◆ Task details:
Transcribe the material from the line containing "TARGET = advertising sign on building" through the end of the material, with both ends included.

-------- Given entries

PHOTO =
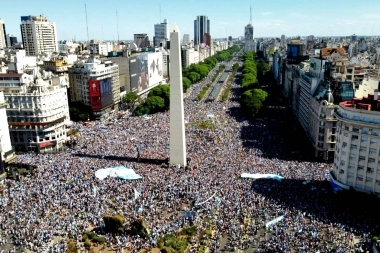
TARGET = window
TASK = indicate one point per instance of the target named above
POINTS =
(365, 130)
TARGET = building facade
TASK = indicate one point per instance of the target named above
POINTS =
(141, 40)
(37, 111)
(11, 40)
(161, 34)
(38, 35)
(357, 155)
(96, 84)
(201, 26)
(186, 39)
(7, 152)
(249, 43)
(3, 41)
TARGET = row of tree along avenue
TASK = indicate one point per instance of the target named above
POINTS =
(253, 97)
(158, 97)
(196, 72)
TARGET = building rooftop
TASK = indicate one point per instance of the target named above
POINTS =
(330, 51)
(370, 103)
(10, 75)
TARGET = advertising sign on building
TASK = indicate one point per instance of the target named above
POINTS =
(139, 73)
(106, 92)
(155, 68)
(94, 94)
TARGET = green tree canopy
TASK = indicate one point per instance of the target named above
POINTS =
(162, 91)
(185, 83)
(130, 99)
(194, 77)
(253, 100)
(155, 104)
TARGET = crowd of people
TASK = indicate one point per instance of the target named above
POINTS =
(64, 198)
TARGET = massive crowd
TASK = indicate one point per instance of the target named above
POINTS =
(63, 198)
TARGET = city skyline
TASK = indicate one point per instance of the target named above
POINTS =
(269, 18)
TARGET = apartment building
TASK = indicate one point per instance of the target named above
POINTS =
(37, 110)
(38, 35)
(357, 155)
(95, 83)
(7, 152)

----------------

◆ Completed task:
TARGET = advertising sign on building
TASK = indicate one point per instance of the target named above
POINTS =
(139, 73)
(106, 92)
(155, 68)
(94, 94)
TARGET = green tree canopy
TASK = indicate one point per instance of the target named above
POINTS =
(162, 91)
(185, 83)
(130, 99)
(194, 77)
(253, 100)
(155, 104)
TARGET = crowd of people
TASK = indicate one point per instance of the target named above
POINTS =
(64, 198)
TARGET = massive crowd
TASK = indicate one point per instance of the target named above
POINTS =
(63, 198)
TARGET = city skyline
TASK = indicate one point per instance of the target named above
POINTS =
(269, 18)
TARGET = apartment building
TASK = indicate one point per instance of the target named above
POINTS =
(37, 110)
(38, 35)
(357, 155)
(95, 83)
(7, 152)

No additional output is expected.